* Testo fornito *
+===+

Ci ricorda che il calcio italiano ha un grosso problema con il razzismo nel momento in cui un tesserato – per quanto stuzzicato e infastidito in modo sgradevole – non resiste all’impulso di urlare con spregio "terrone di merda" alla provocazione di un tifoso. Un male atavico, strisciante, endemico, che da anni, ormai, viene affrontato per forma più che per convinzione. E che ha alimentato, all’estero, una visione primordiale dell’Italia calcistica. Di cui c’è una percezione solo parziale.

+===+

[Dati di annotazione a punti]

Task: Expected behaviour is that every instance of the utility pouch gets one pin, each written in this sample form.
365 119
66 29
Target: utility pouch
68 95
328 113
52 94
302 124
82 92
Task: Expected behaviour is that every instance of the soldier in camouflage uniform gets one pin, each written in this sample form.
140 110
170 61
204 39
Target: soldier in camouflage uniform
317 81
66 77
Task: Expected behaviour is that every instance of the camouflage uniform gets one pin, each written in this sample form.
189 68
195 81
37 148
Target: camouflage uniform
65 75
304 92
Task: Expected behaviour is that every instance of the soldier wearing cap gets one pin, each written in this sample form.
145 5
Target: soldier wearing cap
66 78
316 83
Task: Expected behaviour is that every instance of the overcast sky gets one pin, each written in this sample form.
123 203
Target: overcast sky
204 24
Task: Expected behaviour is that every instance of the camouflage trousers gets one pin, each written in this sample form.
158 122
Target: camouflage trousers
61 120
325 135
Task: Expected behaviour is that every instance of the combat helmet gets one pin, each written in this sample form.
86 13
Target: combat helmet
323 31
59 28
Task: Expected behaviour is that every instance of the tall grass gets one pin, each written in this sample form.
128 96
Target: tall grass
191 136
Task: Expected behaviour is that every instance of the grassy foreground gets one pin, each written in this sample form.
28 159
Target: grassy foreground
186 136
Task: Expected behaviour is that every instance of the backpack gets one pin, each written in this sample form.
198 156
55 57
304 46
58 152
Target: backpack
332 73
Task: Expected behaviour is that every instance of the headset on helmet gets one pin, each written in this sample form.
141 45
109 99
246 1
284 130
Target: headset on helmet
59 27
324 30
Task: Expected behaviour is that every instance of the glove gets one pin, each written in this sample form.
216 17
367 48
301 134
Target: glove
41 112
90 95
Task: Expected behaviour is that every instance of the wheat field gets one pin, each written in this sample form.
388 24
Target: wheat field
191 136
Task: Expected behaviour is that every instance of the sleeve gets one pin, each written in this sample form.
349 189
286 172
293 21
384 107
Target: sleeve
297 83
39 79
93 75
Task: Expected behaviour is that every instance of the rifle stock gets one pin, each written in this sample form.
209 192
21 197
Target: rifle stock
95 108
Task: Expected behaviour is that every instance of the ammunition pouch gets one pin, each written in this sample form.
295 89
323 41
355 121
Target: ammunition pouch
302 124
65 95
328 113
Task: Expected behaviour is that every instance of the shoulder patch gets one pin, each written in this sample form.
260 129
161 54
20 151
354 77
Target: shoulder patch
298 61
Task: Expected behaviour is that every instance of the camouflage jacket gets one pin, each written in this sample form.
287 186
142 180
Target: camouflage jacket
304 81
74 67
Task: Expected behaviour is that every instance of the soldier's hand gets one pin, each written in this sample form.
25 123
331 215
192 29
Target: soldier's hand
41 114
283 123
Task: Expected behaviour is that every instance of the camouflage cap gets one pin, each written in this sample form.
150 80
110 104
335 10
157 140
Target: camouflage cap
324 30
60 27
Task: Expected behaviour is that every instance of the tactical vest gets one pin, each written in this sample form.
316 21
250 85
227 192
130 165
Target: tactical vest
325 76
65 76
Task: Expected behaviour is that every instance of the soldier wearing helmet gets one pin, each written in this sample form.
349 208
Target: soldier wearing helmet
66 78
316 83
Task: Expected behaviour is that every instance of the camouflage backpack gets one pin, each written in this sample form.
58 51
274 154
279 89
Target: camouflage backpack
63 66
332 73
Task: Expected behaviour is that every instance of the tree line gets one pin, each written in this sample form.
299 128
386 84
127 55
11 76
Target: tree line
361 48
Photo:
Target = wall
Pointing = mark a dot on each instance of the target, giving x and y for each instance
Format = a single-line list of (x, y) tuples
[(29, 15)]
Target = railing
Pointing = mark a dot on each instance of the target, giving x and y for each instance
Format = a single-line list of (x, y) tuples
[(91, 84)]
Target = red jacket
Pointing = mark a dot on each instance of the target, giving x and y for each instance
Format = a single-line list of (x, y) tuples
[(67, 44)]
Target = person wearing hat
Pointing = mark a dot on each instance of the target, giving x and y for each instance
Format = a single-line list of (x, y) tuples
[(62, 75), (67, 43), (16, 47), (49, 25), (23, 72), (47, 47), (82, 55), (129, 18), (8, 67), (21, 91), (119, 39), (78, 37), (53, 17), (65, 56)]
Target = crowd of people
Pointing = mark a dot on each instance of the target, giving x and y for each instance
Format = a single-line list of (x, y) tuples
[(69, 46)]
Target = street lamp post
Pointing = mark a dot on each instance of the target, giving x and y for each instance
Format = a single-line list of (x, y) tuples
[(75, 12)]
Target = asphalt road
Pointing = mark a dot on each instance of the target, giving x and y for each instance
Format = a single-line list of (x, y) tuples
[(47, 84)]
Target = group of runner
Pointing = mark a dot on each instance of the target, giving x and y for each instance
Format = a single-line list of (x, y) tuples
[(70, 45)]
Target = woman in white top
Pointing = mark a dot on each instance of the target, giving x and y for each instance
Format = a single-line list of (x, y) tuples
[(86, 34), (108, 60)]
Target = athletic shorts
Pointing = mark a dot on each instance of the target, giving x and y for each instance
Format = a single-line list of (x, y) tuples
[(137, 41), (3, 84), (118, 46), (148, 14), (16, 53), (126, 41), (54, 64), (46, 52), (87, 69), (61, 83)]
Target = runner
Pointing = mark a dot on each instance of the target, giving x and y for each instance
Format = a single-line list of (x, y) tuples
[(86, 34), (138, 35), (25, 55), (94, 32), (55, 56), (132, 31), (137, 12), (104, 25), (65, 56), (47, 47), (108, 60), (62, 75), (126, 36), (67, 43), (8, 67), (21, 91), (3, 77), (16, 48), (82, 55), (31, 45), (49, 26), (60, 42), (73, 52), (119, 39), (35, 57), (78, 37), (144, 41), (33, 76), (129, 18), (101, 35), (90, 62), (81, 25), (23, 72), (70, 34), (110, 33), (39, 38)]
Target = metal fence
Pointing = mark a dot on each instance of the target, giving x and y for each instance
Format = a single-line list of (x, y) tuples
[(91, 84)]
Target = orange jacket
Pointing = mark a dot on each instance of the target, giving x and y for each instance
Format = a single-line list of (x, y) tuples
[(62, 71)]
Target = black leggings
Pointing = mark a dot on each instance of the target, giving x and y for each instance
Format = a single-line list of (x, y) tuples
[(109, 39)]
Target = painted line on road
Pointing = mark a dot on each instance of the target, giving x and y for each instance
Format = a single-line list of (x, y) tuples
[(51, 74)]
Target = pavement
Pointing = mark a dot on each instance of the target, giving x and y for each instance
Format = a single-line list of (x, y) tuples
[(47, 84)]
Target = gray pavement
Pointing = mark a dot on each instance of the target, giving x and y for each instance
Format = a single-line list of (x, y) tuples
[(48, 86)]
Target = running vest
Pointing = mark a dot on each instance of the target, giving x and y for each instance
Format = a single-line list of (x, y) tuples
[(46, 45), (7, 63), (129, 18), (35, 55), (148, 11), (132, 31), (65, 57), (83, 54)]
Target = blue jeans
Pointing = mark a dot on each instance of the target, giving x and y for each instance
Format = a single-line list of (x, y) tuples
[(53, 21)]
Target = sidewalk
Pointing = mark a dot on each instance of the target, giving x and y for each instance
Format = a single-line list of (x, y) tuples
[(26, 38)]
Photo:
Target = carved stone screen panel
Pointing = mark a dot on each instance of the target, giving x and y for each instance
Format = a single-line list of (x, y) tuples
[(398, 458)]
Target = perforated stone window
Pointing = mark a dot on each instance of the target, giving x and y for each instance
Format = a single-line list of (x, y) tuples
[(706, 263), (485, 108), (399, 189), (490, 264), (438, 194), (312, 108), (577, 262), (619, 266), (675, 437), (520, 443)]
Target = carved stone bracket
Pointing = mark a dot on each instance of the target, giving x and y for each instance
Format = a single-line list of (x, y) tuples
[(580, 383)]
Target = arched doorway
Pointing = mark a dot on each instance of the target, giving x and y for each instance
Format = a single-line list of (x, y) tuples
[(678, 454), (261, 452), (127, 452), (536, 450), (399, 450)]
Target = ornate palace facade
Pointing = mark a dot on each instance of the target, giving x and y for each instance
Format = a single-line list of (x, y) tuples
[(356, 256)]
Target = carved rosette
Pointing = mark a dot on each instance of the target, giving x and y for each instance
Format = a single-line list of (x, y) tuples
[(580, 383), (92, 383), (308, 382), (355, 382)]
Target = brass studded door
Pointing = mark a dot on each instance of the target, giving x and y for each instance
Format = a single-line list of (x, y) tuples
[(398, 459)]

+===+

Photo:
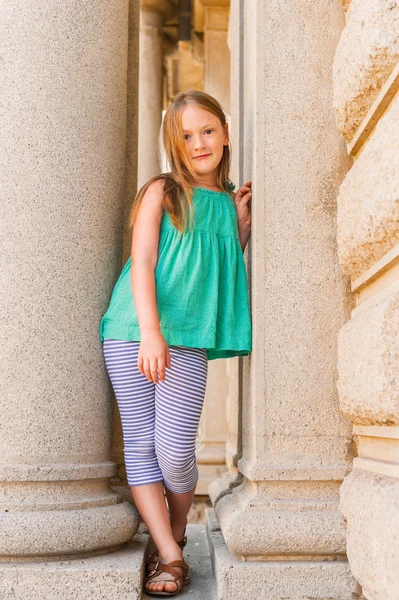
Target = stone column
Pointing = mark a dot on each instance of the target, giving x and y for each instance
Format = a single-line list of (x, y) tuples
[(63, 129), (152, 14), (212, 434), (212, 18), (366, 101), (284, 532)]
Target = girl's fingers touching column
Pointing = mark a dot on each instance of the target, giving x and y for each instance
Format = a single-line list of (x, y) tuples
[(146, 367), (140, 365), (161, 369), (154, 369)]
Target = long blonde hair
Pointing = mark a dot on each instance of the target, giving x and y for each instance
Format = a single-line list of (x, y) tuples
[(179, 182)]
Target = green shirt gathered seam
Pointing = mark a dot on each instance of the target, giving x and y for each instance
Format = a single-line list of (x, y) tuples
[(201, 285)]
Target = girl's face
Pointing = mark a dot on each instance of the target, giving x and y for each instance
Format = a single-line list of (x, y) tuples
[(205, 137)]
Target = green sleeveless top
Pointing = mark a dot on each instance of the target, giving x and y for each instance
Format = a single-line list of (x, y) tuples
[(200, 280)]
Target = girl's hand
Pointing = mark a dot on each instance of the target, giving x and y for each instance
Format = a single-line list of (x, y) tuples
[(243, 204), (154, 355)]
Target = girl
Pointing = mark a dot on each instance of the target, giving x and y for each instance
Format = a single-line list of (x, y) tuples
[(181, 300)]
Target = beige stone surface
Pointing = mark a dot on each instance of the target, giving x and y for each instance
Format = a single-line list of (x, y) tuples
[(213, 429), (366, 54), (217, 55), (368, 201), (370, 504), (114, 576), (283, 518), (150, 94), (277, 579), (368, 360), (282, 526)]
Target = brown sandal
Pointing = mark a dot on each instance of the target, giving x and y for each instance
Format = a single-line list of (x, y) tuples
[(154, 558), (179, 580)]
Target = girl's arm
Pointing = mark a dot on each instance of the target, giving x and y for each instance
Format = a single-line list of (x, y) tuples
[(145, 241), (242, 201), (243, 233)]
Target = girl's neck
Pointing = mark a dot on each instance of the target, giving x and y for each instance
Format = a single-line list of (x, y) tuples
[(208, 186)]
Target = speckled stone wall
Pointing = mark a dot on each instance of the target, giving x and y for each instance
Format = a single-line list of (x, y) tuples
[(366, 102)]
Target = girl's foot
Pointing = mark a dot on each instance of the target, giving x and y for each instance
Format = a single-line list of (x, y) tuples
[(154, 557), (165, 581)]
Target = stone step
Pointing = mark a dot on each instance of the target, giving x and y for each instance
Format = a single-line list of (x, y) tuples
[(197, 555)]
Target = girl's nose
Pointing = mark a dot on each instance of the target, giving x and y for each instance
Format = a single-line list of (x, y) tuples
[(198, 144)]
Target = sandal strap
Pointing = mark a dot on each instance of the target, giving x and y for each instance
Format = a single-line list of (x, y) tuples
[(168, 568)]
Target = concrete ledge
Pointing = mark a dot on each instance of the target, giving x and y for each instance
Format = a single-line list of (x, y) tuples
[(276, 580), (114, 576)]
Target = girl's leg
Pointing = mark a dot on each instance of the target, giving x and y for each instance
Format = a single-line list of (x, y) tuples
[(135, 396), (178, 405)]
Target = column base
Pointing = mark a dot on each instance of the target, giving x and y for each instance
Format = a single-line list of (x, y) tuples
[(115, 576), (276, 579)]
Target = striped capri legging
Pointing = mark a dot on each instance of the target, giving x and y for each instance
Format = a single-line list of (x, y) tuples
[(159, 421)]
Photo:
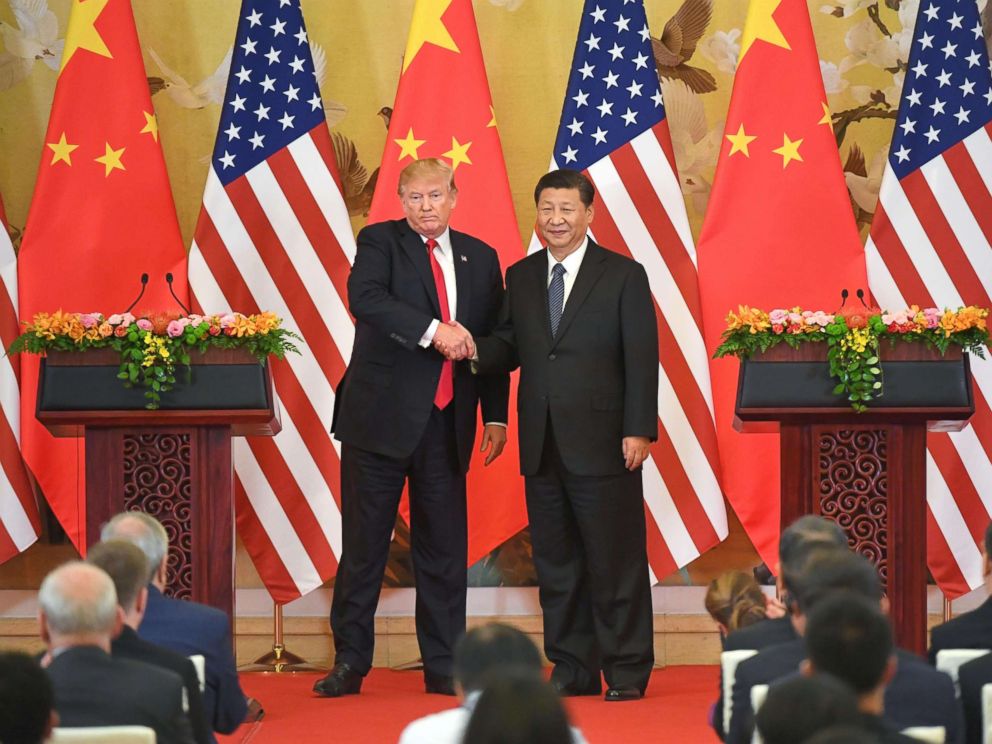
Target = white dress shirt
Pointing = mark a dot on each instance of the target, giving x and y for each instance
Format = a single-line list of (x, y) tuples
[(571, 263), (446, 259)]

+===+

* Compiti assegnati *
(a) Riassumi in due frasi il testo sul razzismo nel calcio italiano.
(b) Trascrivi dal testo sul razzismo nel calcio italiano il passo da "Ci ricorda che" fino a "percezione solo parziale." incluso.

* Soluzioni *
(a) Il calcio italiano ha un grosso problema di razzismo, che emerge quando un tesserato, provocato da un tifoso, reagisce urlandogli un insulto sprezzante. È un male atavico ed endemico, affrontato da anni più per forma che per convinzione, che all'estero ha alimentato una visione primordiale dell'Italia calcistica.

(b)
Ci ricorda che il calcio italiano ha un grosso problema con il razzismo nel momento in cui un tesserato – per quanto stuzzicato e infastidito in modo sgradevole – non resiste all’impulso di urlare con spregio "terrone di merda" alla provocazione di un tifoso. Un male atavico, strisciante, endemico, che da anni, ormai, viene affrontato per forma più che per convinzione. E che ha alimentato, all’estero, una visione primordiale dell’Italia calcistica. Di cui c’è una percezione solo parziale.